**Task:**
Only lines with the string "positive" matter here; gather them from the material below.

= = =

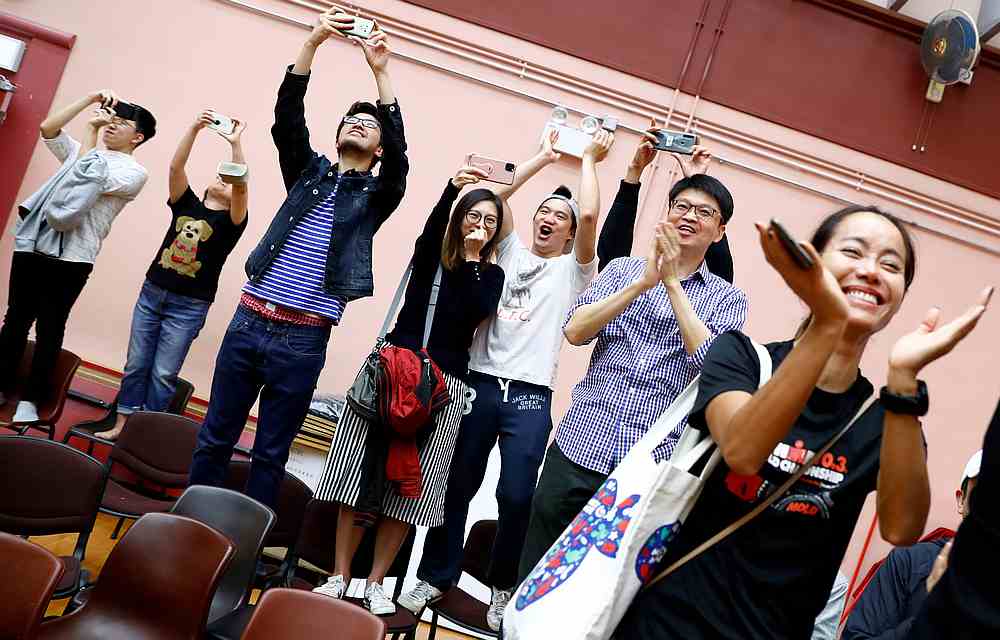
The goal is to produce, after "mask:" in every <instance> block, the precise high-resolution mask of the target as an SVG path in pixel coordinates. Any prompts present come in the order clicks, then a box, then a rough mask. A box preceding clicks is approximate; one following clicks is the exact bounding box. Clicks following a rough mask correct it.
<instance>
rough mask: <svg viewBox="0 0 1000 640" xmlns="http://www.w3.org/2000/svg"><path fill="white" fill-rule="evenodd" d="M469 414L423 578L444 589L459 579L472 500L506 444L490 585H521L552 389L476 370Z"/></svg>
mask: <svg viewBox="0 0 1000 640" xmlns="http://www.w3.org/2000/svg"><path fill="white" fill-rule="evenodd" d="M468 385H469V390H468V392H467V398H466V413H465V417H463V418H462V426H461V428H460V429H459V432H458V441H457V442H456V443H455V453H454V455H453V456H452V459H451V470H450V472H449V475H448V490H447V493H446V494H445V501H444V524H443V525H441V526H440V527H433V528H431V529H430V530H429V531H428V532H427V538H426V539H425V541H424V552H423V556H422V557H421V560H420V566H419V567H418V568H417V577H418V578H420V579H421V580H425V581H427V582H429V583H430V584H432V585H434V586H435V587H436V588H438V589H441V590H442V591H444V590H447V589H448V588H449V587H451V586H452V585H453V584H455V583H456V582H457V581H458V578H459V575H460V574H461V570H462V569H461V567H462V540H463V539H464V537H465V524H466V520H467V519H468V517H469V503H470V502H471V501H472V498H474V497H475V495H476V492H478V491H479V487H480V486H481V485H482V483H483V478H484V477H485V475H486V465H487V463H488V462H489V457H490V451H491V450H492V449H493V445H495V444H496V443H497V441H499V443H500V479H499V481H498V482H497V490H496V498H497V509H498V512H499V518H498V523H497V535H496V540H495V541H494V543H493V550H492V552H491V554H490V564H489V567H488V569H487V575H486V580H487V583H488V586H491V587H496V588H497V589H512V588H513V587H514V586H515V585H516V584H517V583H516V578H517V563H518V559H519V558H520V556H521V547H522V545H523V544H524V536H525V532H526V530H527V528H528V514H529V513H530V511H531V499H532V496H533V495H534V493H535V481H536V479H537V477H538V467H539V466H540V465H541V463H542V457H543V456H544V454H545V444H546V442H547V441H548V438H549V432H550V431H551V430H552V417H551V415H552V414H551V406H552V391H551V390H549V389H546V388H545V387H539V386H537V385H533V384H528V383H526V382H520V381H518V380H502V379H500V378H496V377H494V376H490V375H486V374H482V373H477V372H475V371H473V372H470V373H469V378H468Z"/></svg>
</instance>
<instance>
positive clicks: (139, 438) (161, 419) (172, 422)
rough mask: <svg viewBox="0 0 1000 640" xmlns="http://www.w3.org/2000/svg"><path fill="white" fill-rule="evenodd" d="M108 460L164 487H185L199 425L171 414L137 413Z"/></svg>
mask: <svg viewBox="0 0 1000 640" xmlns="http://www.w3.org/2000/svg"><path fill="white" fill-rule="evenodd" d="M125 425H126V426H125V429H123V430H122V434H121V435H120V436H119V437H118V441H117V442H116V443H115V446H114V448H113V449H112V450H111V456H110V459H111V461H112V462H116V463H119V464H122V465H124V466H126V467H128V469H129V470H131V471H132V472H133V473H135V474H136V475H138V476H139V477H141V478H143V479H146V480H149V481H151V482H154V483H156V484H158V485H161V486H163V487H168V488H169V487H185V486H187V481H188V471H189V470H190V468H191V458H192V456H193V455H194V448H195V444H196V443H197V439H198V429H199V428H200V427H199V425H198V423H197V422H195V421H194V420H191V419H190V418H185V417H184V416H178V415H174V414H171V413H158V412H155V411H136V412H135V413H133V414H131V415H130V416H129V417H128V420H127V421H126V423H125Z"/></svg>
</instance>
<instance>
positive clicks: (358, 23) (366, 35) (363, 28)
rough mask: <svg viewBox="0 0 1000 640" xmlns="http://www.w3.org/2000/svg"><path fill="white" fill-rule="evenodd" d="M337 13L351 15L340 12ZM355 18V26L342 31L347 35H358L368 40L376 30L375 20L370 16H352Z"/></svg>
mask: <svg viewBox="0 0 1000 640" xmlns="http://www.w3.org/2000/svg"><path fill="white" fill-rule="evenodd" d="M335 15H339V16H342V15H349V14H343V13H338V14H335ZM352 17H353V18H354V26H353V27H351V28H350V29H344V30H342V31H341V33H342V34H344V35H345V36H357V37H359V38H361V39H362V40H367V39H368V38H369V37H370V36H371V34H372V32H374V31H375V21H374V20H369V19H368V18H362V17H361V16H352Z"/></svg>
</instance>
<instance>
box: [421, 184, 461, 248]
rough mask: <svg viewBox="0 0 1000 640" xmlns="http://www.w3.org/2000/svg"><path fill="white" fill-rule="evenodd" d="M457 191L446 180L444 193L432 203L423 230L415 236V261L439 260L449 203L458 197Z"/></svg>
mask: <svg viewBox="0 0 1000 640" xmlns="http://www.w3.org/2000/svg"><path fill="white" fill-rule="evenodd" d="M458 193H459V191H458V189H457V188H456V187H455V186H454V185H453V184H451V180H448V184H447V185H445V188H444V193H442V194H441V198H440V199H439V200H438V203H437V204H436V205H434V208H433V209H432V210H431V214H430V215H429V216H427V222H425V223H424V230H423V231H422V232H421V233H420V235H419V236H418V237H417V242H416V245H415V246H414V248H413V255H414V259H415V260H416V261H417V262H422V261H425V260H426V261H427V262H428V263H429V264H436V263H437V262H438V261H439V260H441V246H442V245H443V244H444V233H445V231H446V230H447V229H448V218H450V217H451V205H452V204H453V203H454V202H455V198H457V197H458Z"/></svg>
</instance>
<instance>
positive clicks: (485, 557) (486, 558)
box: [462, 520, 497, 586]
mask: <svg viewBox="0 0 1000 640" xmlns="http://www.w3.org/2000/svg"><path fill="white" fill-rule="evenodd" d="M496 537H497V521H496V520H480V521H479V522H477V523H476V524H474V525H472V529H470V530H469V536H468V537H467V538H466V539H465V551H463V553H462V571H464V572H466V573H467V574H469V575H470V576H472V577H473V578H475V579H476V580H479V581H480V582H482V583H483V584H485V585H487V586H489V582H488V581H487V575H488V572H489V566H490V555H491V554H492V552H493V541H494V540H495V539H496Z"/></svg>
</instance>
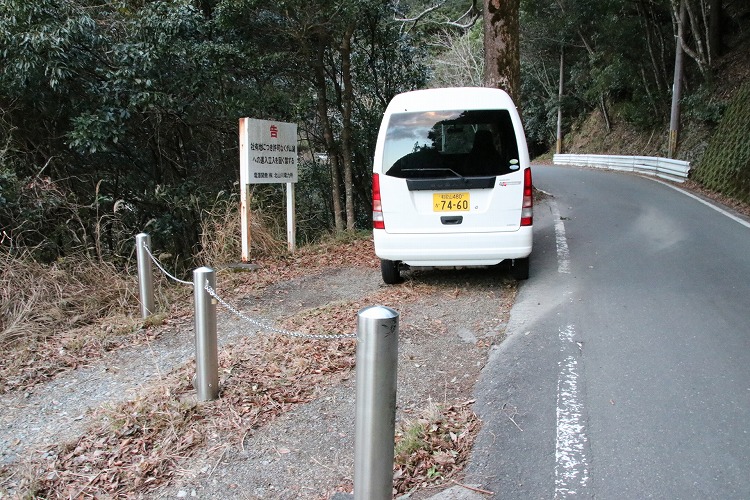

= = =

**Solution to this task:**
positive clicks: (139, 438) (161, 419) (172, 422)
positive clicks: (358, 23) (366, 35) (363, 28)
positive clicks: (485, 557) (486, 558)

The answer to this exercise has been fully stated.